_EXTRACTED TEXT_:
○ ○ ○

The CGRP drugs were also life changing for me.


> but her personal history just isn’t conducive to anything remotely hallucinogenic without a very highly experienced guide in the best of circumstances

Perhaps, given her suffering, it's time to find that guide.


Some things that helped me massively: Despite having 20-20, I would get eye strain and I could not differentiate it between a migraine and eye strain. Worse yet, eye strain lasts for days just like a migraine. Switching from a 1080p monitor to a 4k monitor with a reasonably low dot pitch, minimizing video game playing, and hunching (looking at a laptop screen, looking at a cell phone), helped me massively. Oh and blackout curtains are a godsend if the sun rises or sets in the general direction of the room you're staying in.

I went to a chronic pain clinic, and I was glad I did. When you lay in bed too long (especially when females do) the muscles deteriorate and this in itself causes chronic pain that can at times be difficult to distinguish from a migraine. I had to go to a physical therapist and it helped tons.

A pain clinic will prescribe antidepressants, because they often will work for all kinds of chronic pain, including migraines, but sadly for me they only worked about the first month and then became ineffective. However, I did learn from that the best anti-depressants and anti-anxietiants in the first world outside of the US (because pharmaceutical companies can't make a profit off of it) are RIMAs [1] and are absolutely worth perusing if you have depression. Out of pocket they're about $20 a month, and they can help with pain too.

And on top of all of that, turns out I get migraines from allergies. I'm unfortunately highly allergic to every grass and tree allergy allergists test and a few of them cause migraines for me. Second, I'm allergic to soy which causes a severe migraine response, so I'm constantly cautious. It was an allergist of all people who helped me get on the right migraine medicine. The allergist I went to dubs himself an allergist when other allergists fail, and does food allergies too. Unfortunately, my allergies haven't gone away, but at least I know a cause for my migraines.

[1] https://en.wikipedia.org/wiki/Moclobemide


A lot of drugs worked for me for “about a month” and then completely stopped working. I’m fascinated by the phenomenon. It’s like the body REALLY wants to have that migraine, and will figure out workarounds, no matter where you intervene medically.


I know you mention anti-anxiety, I had some prescribed, propranolol. 10-20-40-60. 60mg was the magic number. I also have Botox for migraines done every 3 months.


I almost went the Botox route. I'm glad I found an alternative. Botox is dangerous because if you have a real issue, you can't tell, so pain related issues can compound on themselves.


The most random things can help.

Was in your wife’s shoes. Locked in a dark room most of the week.

Most medications not working. Supplements helping, but not enough.

Someone suggested TMJ. Looked up video on TMJ massage. 3 days later I was nearly normal. Been mostly fine since.


All the replies are offering advice, but the one piece of advice I wish someone had told me at the beginning of my migraine journey was to not stop trying to fix them. There is an insanely long list of drugs that "work" but will probably have middling effects for her (triptans, tryptalines -- yes they're all different, sertraline, hydroxyzine, meloxicam, the newer CGRP injections, RF ablation, nerve blocks, massage, chiropracty, acupuncture, MRIs, botox injections, spinal taps, these have all been prescribed to me by various Neurologists).

The only real solution is to keep moving forward and keep hounding your doctor to keep you moving.


Green light therapy?


How much caffeine does your wife consume (if so)?

○ ○ ○

_Localization data with one point per instance_:
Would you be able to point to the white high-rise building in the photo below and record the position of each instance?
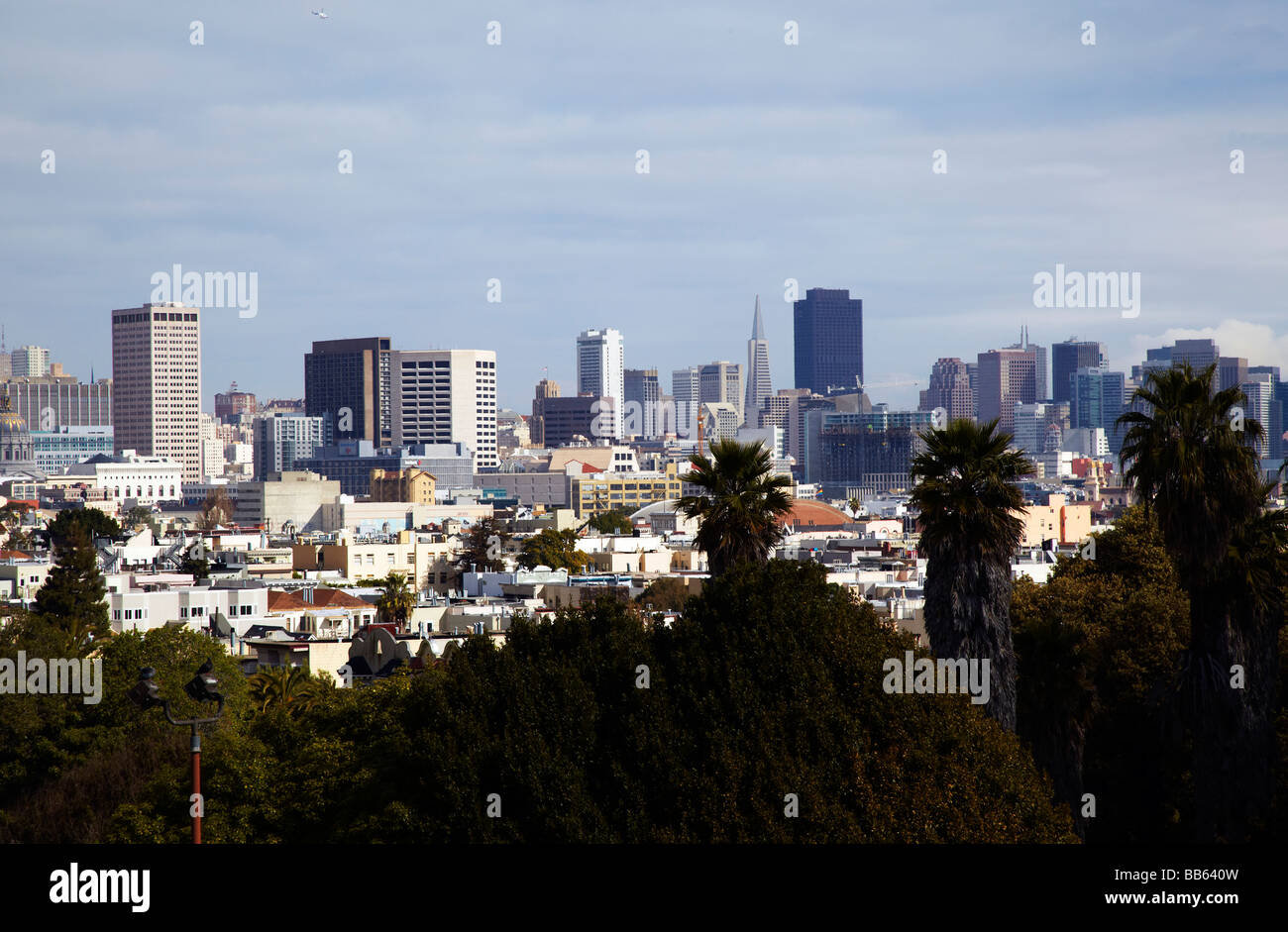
(30, 361)
(1260, 391)
(721, 383)
(600, 369)
(447, 396)
(156, 383)
(759, 383)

○ ○ ○

_YOUR ASSIGNMENT_:
Please continue the migraine discussion thread from its last line, adding a few more replies in the same style.

_TASK RESPONSE_:
While migraines can be caused by anything, usually from allergic reactions, caffeine tends to exasperate or alleviate tension headaches. They rarely influence migraines.


I havent seen anyone mention it yet in the thread but if you can get your insurance to cover Emgality, give it a shot. Its a brand new peptide thats only been on the market for 2 years~. This is the first year I have been able to basically completely abate all pain derived from my cluster headaches (had them yearly at the same time for 5 years) by taking the injection (just) before onset of a cycle. Psilocybin never did much to effect cycle length or pain level for me, and the triptans have some of the worst side effects I have ever seen personally, in a drug. /anecdota


For anyone else who is interested: https://en.wikipedia.org/wiki/Galcanezumab

Thank you.


I used to take Sumatriptan, it was a life saver if you got onto it quickly.

As I've got older I've had them less and less so no longer need to take it - but I do recommend people having regular migraines to speak to their Doctor and mention it.


>I used to take Sumatriptan, it was a life saver if you got onto it quickly.

It's the opposite for me. If I take it too early into the migraine it sometimes doesn't work. I will intentionally sit with the migraine for around an hour, or until it gets bad enough, then take sumatriptan and wait the 1h30m to 2 hours for the pain to go away. 2-3 hours of a headache is far better than a day of a full on migraine. Once I take it and it doesn't work it builds up resistance for at least 12 hours, so I'm stuck. I'll take the headache.


Wow, amazing how varied people's responses to these things are! If I wait too long to take a triptan, its effectiveness reduces quite a bit. I generally try to arrest the migraine with ibuprofen but then take the triptan if it progresses.


Yep. At this point we shouldn't be thinking of a migraine as a singular thing. Sure, singular symptoms, but there are so many different varied causes and conditions that it can not be a single illness.

Sometimes when migraine medicine does not work for me, it's because it's a headache not a migraine. I have some over the counter "migraine strength pain killer" pills which are acetaminophen, asprin, and caffeine, which works most times the migraine medicine does nothing.


That sounds oddly curious to how psilocybin resistance works. With mushrooms, you have to take the entire dose at the outset. As soon as you can feel it, you now have a strong resistance and any further dose will have a greatly diminished effect.


Yep. It's a triptan, so closer to lsd, but same sort of premise.


I hear that's not the case for everyone ;)


I take it and it’s actually available over the counter (which is odd given how most of the rest of Europe seem to have it only by prescription and Sweden where I am is usually really restrictive). I have tried to figure out why it’s a prescription drug in many countries (reasons could include it’s addictive, has bad side effects, could cause side effects with other drugs, etc), but I haven’t found the reason. Does anyone have any clues on this? I have taken it for a few years and not seen a doctor in that time who I could ask.


In the US they have to apply for it to be over the counter and pay a bunch of money in studies. It's a pretty expensive process.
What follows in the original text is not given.